EXERCISE INPUTS: Begin

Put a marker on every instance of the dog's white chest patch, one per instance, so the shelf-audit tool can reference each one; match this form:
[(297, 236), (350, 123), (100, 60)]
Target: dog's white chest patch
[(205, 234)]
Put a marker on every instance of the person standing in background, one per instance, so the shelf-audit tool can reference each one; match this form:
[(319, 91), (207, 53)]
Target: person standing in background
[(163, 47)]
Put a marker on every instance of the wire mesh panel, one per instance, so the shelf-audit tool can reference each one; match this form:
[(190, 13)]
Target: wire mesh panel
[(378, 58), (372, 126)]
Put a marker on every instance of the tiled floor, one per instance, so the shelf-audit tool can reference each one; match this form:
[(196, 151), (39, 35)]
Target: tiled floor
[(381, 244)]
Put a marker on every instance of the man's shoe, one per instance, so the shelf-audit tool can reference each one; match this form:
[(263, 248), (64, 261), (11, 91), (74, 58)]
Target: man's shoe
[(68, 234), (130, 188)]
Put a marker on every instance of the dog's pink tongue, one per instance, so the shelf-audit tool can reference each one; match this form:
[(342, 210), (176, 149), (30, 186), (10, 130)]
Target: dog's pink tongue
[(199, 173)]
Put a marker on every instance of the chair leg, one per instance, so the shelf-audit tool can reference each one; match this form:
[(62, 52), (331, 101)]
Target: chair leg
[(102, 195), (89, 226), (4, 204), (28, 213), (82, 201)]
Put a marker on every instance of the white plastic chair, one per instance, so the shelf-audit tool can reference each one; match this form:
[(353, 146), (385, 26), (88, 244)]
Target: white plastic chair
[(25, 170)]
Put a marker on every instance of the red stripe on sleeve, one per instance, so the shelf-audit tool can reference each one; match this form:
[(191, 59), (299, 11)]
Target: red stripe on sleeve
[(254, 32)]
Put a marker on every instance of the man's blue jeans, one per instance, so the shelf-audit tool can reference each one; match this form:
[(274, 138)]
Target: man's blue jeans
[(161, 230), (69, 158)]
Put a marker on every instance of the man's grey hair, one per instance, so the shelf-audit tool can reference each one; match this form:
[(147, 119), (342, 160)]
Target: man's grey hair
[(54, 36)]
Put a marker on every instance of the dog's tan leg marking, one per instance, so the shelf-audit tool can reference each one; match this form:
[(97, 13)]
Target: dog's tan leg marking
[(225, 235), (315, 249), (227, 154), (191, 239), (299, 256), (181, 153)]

EXERCISE INPUTS: End

In the data above, find the line with "Target: person standing in background" and the line with "Put a marker on every instance of the chair". Retype both, plus every line between them, exactly.

→ **YOUR SOLUTION**:
Target: person standing in background
[(163, 47)]
Put a marker on every instance of the wire mesh panel, one per instance, so the shelf-audit tool can reference each one; match this form:
[(190, 13)]
Target: wire mesh panel
[(378, 58), (372, 126)]
Put a marker on every instance of the tiled floor, one per instance, so the shelf-audit tool can reference each one; match this form:
[(196, 151), (39, 35)]
Target: tiled floor
[(381, 244)]
Put a marker on every instance of the man's shoe, one per instance, so the shelf-audit tool can reference each one; match this form:
[(263, 248), (64, 261), (11, 91), (74, 58)]
Target: man's shoe
[(68, 234), (130, 188)]
Put a marker on every instance of the dog's pink tongue, one per instance, so the shelf-audit tool can reference each one; match this form:
[(342, 210), (176, 149), (30, 186), (10, 130)]
Target: dog's pink tongue
[(199, 173)]
Put a marker on every instance of the chair leg, one per instance, so the shelf-audit tool can reference each one; match this form:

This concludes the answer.